**What you need to do:** Pull out every line from the listing below that contains the word "marking", matching case exactly.

**Records supplied:**
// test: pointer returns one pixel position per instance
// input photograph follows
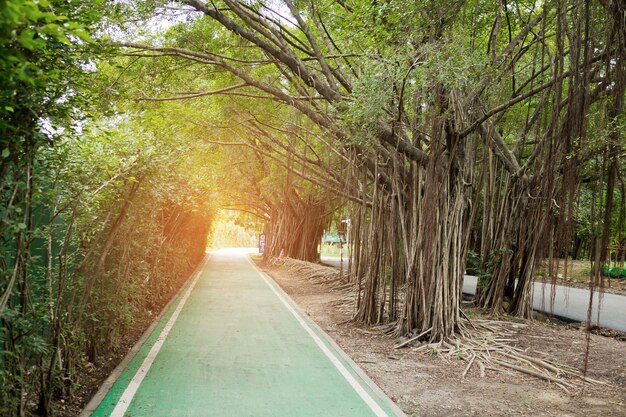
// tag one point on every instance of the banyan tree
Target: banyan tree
(449, 124)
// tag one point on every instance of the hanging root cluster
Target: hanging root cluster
(484, 345)
(316, 273)
(489, 345)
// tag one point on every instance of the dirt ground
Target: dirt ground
(432, 385)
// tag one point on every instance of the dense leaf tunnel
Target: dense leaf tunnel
(438, 128)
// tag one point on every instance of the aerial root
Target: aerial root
(485, 344)
(316, 273)
(489, 346)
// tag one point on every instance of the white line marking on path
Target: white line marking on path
(342, 369)
(133, 386)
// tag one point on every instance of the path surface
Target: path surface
(238, 346)
(570, 303)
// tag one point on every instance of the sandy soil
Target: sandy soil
(431, 385)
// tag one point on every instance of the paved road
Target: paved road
(233, 344)
(570, 303)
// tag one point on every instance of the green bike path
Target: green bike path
(234, 344)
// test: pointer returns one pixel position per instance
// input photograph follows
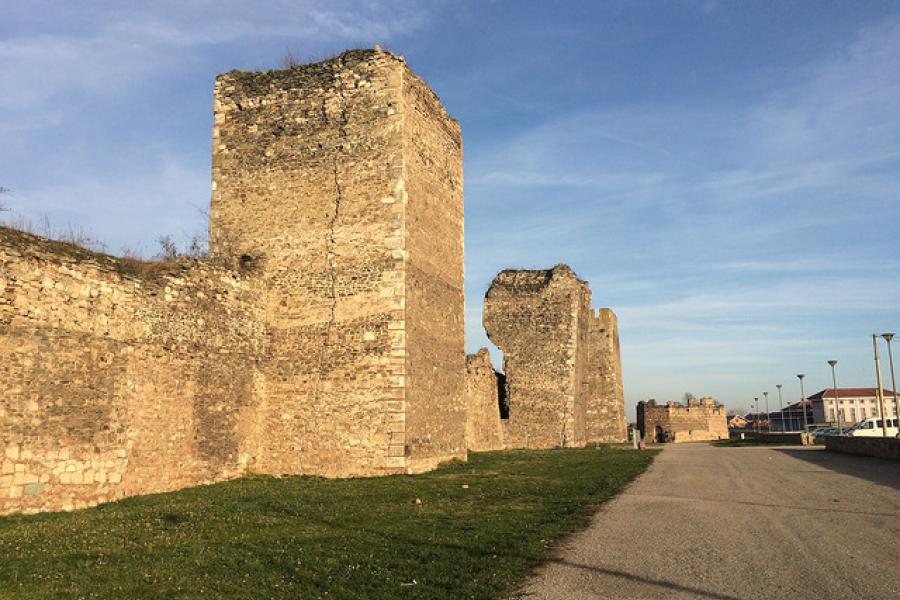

**Problem solution:**
// tag one point on every instance of the white line marking on path
Target: white line marking on path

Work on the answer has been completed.